=== Work to be completed ===
Below this sentence is a listing; return exactly its lines from the one with "written like (360,39)." to the one with "written like (211,348).", both kept, and nothing more.

++++ Data to process ++++

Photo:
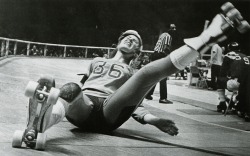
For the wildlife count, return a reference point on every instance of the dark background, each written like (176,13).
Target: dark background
(100,22)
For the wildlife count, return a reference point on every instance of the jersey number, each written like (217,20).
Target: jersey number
(113,71)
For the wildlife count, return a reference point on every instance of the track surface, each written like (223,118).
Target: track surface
(202,132)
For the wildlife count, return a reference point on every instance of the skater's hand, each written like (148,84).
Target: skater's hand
(166,126)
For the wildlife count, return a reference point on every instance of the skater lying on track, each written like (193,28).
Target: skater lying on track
(110,94)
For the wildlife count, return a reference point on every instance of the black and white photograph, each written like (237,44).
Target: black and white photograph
(124,77)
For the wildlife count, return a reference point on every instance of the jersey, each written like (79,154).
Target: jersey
(235,65)
(216,55)
(105,77)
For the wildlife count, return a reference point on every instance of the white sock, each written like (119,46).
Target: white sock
(58,113)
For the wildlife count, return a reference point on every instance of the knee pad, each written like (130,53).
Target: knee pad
(69,91)
(233,85)
(222,83)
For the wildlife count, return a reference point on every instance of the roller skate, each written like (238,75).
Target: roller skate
(222,107)
(42,95)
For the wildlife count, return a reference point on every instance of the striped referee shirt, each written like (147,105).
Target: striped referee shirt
(163,42)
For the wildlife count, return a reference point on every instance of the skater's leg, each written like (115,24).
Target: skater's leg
(73,104)
(126,99)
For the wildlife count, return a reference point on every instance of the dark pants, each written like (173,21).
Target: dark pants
(215,72)
(163,83)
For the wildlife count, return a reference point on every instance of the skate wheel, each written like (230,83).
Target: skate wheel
(243,27)
(53,95)
(227,7)
(234,15)
(49,80)
(17,139)
(31,89)
(40,141)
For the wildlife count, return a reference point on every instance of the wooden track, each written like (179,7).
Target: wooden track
(195,138)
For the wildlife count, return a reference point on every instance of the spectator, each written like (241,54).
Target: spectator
(216,62)
(234,76)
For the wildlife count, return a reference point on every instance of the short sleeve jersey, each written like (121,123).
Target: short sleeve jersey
(216,55)
(106,76)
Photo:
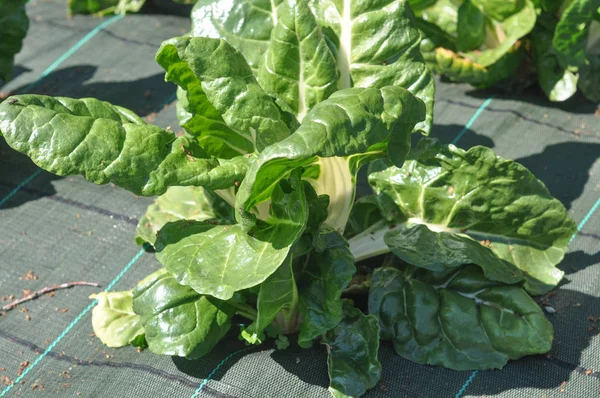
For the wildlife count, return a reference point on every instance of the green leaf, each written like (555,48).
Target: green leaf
(458,319)
(107,143)
(299,67)
(557,82)
(453,199)
(277,298)
(220,260)
(220,84)
(502,36)
(178,320)
(321,281)
(113,319)
(352,348)
(182,203)
(572,32)
(245,24)
(500,9)
(377,45)
(13,28)
(355,121)
(470,27)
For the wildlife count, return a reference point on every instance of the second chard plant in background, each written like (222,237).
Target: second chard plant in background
(258,217)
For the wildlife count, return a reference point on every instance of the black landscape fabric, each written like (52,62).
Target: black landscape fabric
(66,229)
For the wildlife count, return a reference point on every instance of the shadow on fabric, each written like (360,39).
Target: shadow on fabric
(144,96)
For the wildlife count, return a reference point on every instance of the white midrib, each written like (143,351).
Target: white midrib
(343,56)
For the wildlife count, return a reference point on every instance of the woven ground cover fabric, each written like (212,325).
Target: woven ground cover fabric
(65,229)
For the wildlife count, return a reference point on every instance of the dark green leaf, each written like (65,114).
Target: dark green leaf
(459,320)
(353,346)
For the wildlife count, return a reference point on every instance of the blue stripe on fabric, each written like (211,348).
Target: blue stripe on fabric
(71,325)
(73,49)
(211,374)
(472,120)
(18,187)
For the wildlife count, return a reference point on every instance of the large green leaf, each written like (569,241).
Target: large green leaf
(468,206)
(321,280)
(220,260)
(470,27)
(113,319)
(177,320)
(377,45)
(182,203)
(458,319)
(352,348)
(277,298)
(220,84)
(299,67)
(356,121)
(13,28)
(107,143)
(245,24)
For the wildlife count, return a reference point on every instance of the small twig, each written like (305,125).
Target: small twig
(45,290)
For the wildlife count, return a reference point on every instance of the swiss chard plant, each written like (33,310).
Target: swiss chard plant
(486,42)
(282,103)
(13,28)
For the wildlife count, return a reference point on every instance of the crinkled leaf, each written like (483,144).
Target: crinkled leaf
(299,67)
(220,84)
(107,143)
(459,320)
(277,298)
(352,348)
(113,319)
(557,82)
(182,203)
(323,276)
(220,260)
(388,55)
(178,320)
(503,35)
(572,32)
(499,9)
(355,121)
(470,27)
(245,24)
(13,28)
(466,197)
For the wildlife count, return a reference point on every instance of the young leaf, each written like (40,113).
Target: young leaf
(277,298)
(178,320)
(357,121)
(470,27)
(352,348)
(220,84)
(377,46)
(459,320)
(220,260)
(13,28)
(182,203)
(323,277)
(298,67)
(113,319)
(107,143)
(454,199)
(245,24)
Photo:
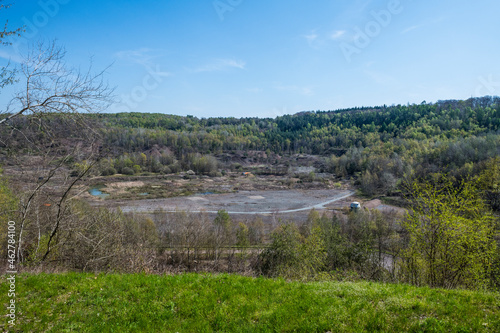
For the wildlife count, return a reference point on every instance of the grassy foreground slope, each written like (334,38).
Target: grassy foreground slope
(229,303)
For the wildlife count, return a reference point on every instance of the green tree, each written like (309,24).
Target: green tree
(450,236)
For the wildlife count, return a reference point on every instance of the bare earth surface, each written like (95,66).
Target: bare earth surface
(242,202)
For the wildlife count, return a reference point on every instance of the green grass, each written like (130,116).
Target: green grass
(229,303)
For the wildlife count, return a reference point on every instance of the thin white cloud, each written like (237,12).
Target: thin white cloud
(337,34)
(12,57)
(305,91)
(143,57)
(381,78)
(311,37)
(413,27)
(424,24)
(221,65)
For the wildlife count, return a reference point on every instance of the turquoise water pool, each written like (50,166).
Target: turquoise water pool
(96,191)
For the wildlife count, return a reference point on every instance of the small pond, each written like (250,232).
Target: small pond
(96,192)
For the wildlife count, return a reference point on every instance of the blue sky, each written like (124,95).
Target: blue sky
(267,58)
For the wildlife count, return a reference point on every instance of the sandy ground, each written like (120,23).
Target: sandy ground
(242,202)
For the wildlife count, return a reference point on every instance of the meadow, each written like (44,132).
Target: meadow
(78,302)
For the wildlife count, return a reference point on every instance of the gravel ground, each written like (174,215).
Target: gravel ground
(242,202)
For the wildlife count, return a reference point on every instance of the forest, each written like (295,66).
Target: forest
(377,147)
(441,161)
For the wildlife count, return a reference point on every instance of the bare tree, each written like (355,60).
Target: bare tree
(43,131)
(7,74)
(52,87)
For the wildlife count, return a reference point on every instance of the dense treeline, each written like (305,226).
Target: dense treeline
(377,146)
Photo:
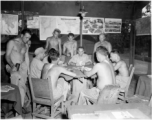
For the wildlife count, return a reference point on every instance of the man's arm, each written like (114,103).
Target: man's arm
(60,50)
(65,71)
(93,71)
(117,66)
(9,48)
(72,61)
(47,44)
(64,48)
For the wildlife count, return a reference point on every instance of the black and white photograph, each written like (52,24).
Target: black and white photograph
(76,59)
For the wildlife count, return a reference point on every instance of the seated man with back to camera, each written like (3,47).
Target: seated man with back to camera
(59,85)
(80,59)
(120,65)
(37,64)
(105,73)
(17,54)
(70,46)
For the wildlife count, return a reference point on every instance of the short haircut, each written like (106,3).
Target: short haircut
(80,47)
(115,51)
(26,31)
(71,34)
(102,50)
(57,30)
(53,55)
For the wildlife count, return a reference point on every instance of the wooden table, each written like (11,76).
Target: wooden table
(84,109)
(13,96)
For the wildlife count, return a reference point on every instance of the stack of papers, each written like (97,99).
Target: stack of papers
(6,88)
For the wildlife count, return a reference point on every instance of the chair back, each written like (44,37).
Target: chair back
(41,88)
(109,95)
(129,81)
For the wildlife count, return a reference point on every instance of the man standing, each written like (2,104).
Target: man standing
(54,42)
(80,59)
(18,60)
(70,47)
(37,64)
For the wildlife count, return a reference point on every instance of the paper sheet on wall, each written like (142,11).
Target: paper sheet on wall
(93,26)
(47,26)
(9,24)
(113,25)
(68,25)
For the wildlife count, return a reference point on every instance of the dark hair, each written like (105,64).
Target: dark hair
(26,31)
(57,30)
(70,34)
(115,51)
(53,54)
(80,47)
(102,50)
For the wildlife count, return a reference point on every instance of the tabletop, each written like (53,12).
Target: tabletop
(14,96)
(75,109)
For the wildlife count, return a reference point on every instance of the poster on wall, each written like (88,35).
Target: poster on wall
(34,23)
(143,26)
(113,25)
(68,24)
(47,26)
(9,24)
(93,26)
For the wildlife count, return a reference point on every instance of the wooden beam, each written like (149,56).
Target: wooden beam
(22,9)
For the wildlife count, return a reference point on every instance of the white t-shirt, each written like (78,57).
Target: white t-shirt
(36,68)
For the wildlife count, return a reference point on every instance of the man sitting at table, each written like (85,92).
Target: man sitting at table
(122,68)
(70,47)
(37,64)
(105,73)
(80,59)
(59,85)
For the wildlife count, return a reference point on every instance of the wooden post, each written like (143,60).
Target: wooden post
(81,37)
(22,9)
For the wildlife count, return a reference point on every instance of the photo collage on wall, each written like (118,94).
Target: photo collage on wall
(113,25)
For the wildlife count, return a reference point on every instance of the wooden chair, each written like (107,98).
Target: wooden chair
(124,92)
(109,95)
(41,90)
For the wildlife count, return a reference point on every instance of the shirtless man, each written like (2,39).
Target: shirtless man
(59,85)
(122,68)
(70,47)
(17,52)
(54,42)
(102,42)
(105,73)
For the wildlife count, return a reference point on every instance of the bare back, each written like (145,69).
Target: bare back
(16,51)
(105,75)
(53,43)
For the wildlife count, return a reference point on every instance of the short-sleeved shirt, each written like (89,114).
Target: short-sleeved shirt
(80,59)
(36,68)
(105,44)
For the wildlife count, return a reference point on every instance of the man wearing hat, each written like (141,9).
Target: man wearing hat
(37,64)
(54,42)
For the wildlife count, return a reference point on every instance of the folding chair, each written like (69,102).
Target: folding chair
(42,94)
(124,91)
(109,95)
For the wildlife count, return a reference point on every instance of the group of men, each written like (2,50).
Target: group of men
(49,62)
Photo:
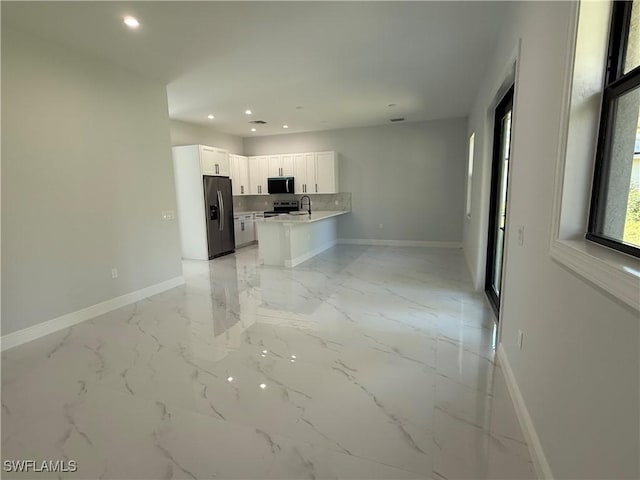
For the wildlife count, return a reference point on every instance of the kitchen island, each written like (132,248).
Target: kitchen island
(288,240)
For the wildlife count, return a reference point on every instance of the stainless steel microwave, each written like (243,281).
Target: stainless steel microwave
(280,185)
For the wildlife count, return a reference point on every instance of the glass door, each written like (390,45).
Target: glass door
(498,204)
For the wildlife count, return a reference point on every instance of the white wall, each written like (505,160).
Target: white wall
(408,177)
(185,133)
(86,173)
(578,370)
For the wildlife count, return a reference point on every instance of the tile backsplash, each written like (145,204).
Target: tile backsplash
(261,203)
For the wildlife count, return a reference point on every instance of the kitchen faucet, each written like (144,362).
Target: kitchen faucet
(302,204)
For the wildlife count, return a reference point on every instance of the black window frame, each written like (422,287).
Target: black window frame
(617,83)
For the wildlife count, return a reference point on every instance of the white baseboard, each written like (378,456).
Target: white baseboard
(540,463)
(398,243)
(303,258)
(45,328)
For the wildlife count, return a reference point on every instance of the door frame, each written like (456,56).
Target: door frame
(506,103)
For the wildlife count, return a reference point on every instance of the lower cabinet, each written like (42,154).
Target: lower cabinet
(244,227)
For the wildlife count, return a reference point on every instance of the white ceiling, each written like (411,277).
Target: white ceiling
(343,62)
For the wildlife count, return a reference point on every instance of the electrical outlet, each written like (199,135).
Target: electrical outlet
(521,235)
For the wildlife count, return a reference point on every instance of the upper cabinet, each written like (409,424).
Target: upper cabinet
(239,169)
(305,172)
(214,161)
(316,172)
(281,165)
(258,174)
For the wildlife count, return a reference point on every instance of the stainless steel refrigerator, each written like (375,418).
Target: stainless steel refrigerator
(218,204)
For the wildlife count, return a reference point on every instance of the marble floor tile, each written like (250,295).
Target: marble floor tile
(363,362)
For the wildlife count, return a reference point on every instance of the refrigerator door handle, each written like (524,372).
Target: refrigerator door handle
(221,203)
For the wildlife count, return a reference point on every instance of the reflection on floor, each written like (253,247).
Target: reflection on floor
(364,362)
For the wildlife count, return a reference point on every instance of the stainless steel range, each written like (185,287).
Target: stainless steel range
(282,208)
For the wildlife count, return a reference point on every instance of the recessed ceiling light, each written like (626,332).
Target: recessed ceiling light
(131,22)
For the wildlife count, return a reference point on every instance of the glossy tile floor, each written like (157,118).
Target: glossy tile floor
(364,362)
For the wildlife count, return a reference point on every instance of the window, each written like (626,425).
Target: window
(614,218)
(470,173)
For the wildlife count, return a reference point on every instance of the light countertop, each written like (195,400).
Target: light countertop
(315,216)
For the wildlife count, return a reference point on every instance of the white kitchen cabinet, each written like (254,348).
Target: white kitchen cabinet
(316,172)
(244,226)
(239,170)
(214,161)
(258,174)
(326,172)
(281,165)
(305,172)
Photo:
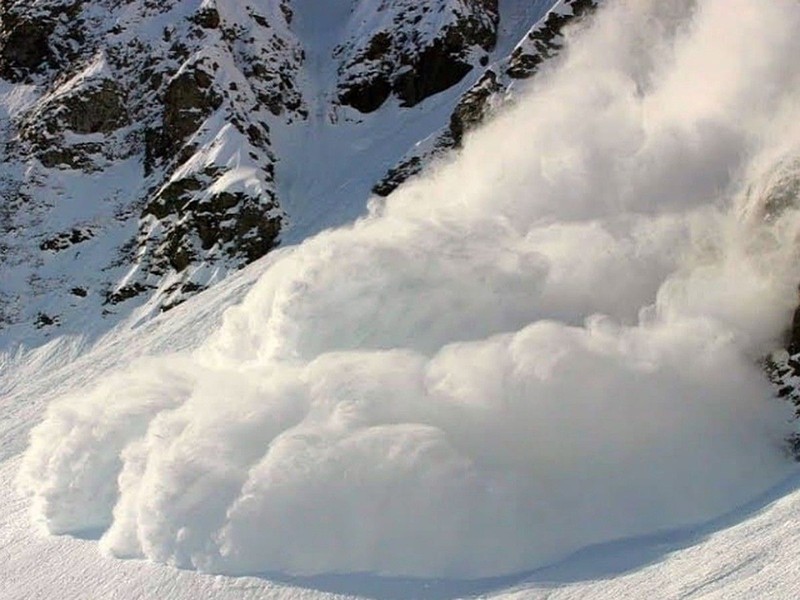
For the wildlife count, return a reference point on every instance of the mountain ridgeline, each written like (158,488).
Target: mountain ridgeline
(144,143)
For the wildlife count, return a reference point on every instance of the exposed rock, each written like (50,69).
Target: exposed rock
(24,44)
(64,240)
(419,52)
(188,101)
(473,106)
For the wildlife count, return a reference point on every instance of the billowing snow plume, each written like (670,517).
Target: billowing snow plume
(549,342)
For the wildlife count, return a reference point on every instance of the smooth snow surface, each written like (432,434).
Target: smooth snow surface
(546,344)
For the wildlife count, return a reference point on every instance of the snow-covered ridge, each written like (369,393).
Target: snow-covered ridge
(153,148)
(548,342)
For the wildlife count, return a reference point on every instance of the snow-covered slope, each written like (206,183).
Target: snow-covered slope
(534,371)
(150,149)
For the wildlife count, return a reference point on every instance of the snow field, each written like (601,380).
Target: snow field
(546,343)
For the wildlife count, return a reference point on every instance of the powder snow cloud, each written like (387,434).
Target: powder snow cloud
(548,341)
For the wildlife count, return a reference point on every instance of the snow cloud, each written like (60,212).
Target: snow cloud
(547,342)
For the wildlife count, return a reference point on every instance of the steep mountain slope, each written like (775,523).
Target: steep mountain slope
(152,148)
(535,371)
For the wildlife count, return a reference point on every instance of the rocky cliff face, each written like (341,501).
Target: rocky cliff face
(149,148)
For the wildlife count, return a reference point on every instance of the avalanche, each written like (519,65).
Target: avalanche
(547,342)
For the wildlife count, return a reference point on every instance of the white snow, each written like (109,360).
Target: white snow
(536,364)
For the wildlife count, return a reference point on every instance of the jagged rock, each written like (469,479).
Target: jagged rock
(473,106)
(24,43)
(546,39)
(417,54)
(543,42)
(188,101)
(64,240)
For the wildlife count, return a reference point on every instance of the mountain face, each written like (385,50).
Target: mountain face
(150,148)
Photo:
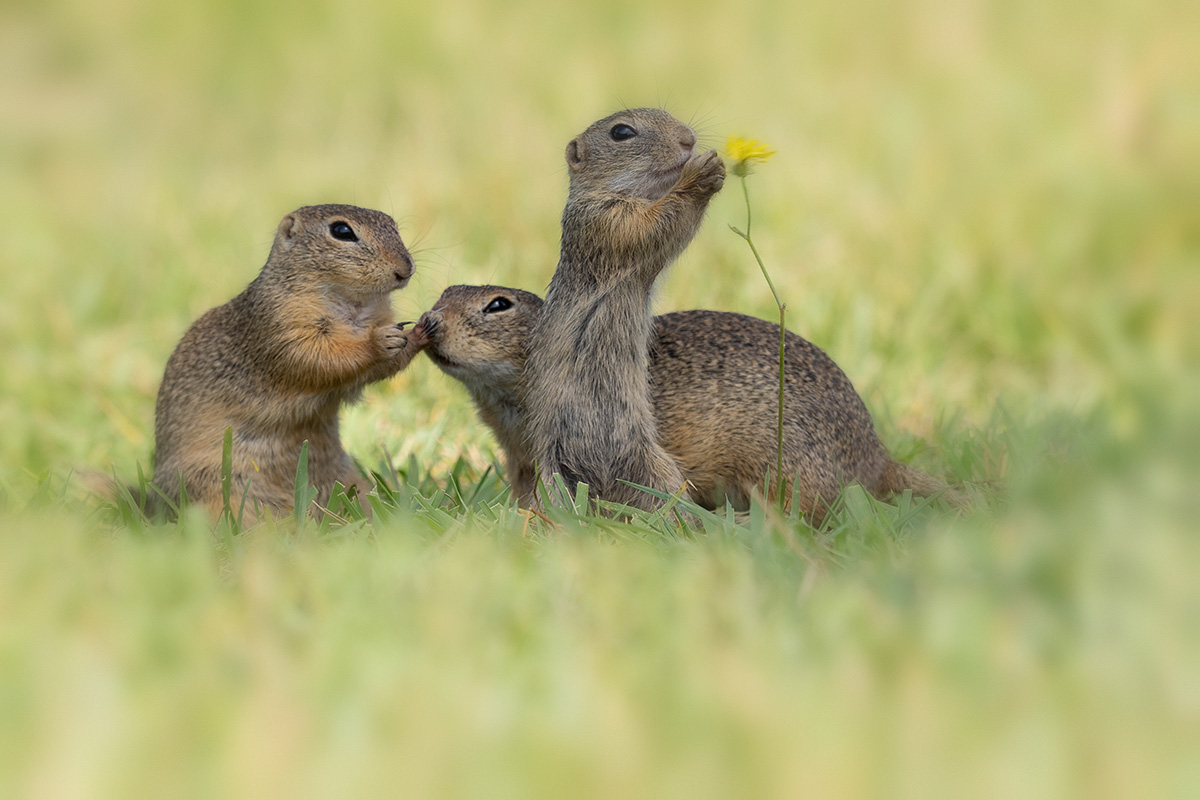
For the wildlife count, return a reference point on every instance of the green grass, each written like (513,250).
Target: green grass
(985,214)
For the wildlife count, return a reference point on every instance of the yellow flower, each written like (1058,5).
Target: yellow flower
(744,152)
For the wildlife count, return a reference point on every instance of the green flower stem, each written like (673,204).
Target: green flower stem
(783,344)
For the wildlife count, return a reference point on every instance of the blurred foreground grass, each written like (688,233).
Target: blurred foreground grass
(985,212)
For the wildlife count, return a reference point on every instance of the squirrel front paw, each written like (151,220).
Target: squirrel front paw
(394,340)
(706,172)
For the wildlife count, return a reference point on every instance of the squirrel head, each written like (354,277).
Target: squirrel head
(355,252)
(479,335)
(639,152)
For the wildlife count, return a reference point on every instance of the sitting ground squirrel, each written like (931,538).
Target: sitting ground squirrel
(637,194)
(714,392)
(277,361)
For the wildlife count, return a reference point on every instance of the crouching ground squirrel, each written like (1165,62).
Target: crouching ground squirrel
(637,194)
(713,380)
(277,361)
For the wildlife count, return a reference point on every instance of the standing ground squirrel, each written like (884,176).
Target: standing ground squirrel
(277,361)
(637,194)
(714,391)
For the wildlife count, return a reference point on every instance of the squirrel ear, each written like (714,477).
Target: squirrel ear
(576,152)
(288,228)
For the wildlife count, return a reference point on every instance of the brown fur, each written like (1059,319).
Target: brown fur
(714,394)
(631,209)
(277,361)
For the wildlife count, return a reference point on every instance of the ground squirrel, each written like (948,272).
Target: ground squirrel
(714,392)
(276,362)
(637,194)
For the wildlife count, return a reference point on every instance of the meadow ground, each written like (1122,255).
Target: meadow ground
(985,212)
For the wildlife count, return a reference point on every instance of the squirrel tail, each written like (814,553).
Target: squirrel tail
(899,476)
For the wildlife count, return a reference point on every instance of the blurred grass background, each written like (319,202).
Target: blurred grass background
(987,212)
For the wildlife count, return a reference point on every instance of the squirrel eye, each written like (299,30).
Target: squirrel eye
(342,230)
(621,132)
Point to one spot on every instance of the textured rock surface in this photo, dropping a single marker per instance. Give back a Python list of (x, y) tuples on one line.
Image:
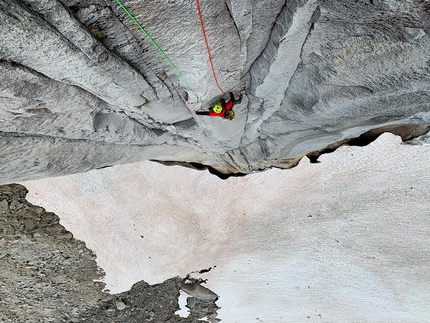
[(82, 88)]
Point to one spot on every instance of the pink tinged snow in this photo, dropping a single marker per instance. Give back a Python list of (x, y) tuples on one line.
[(345, 239)]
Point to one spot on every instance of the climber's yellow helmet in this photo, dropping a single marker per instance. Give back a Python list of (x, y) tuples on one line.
[(217, 108)]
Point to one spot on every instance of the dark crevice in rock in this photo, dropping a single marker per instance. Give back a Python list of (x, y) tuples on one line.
[(201, 167), (406, 132)]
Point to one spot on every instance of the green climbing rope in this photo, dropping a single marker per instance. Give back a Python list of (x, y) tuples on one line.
[(159, 49)]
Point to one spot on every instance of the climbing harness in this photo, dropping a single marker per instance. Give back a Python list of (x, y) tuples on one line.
[(207, 45), (159, 49), (217, 108)]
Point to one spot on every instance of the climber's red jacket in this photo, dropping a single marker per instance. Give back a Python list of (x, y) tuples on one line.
[(225, 107)]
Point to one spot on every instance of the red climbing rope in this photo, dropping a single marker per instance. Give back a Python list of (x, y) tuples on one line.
[(207, 45)]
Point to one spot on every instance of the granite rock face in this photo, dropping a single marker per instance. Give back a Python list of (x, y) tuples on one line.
[(83, 88)]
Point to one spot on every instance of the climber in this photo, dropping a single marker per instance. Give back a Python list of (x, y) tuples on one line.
[(222, 108)]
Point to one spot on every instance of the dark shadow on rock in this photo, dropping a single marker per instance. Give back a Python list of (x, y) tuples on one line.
[(406, 132)]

++++

=== Response area ===
For the wildlife count, return a reference point on every instance of the shadow on fabric, each written like (360,39).
Target: shadow on fabric
(144,96)
For the wildlife count, return a reference point on every instance of the white midrib, each written like (143,351).
Target: white midrib
(343,56)
For the wildlife count, return a reference point on every instance of the woven ground cover fabric, each written like (212,325).
Target: woven ground cover fabric
(65,229)
For the wildlife count, return a reference point on every instance of the dark green leaf, each written like (65,114).
Target: dark green leaf
(459,320)
(353,346)
For the wildlife count, return a reference point on every instance of the blue stripe on fabric, each written like (211,348).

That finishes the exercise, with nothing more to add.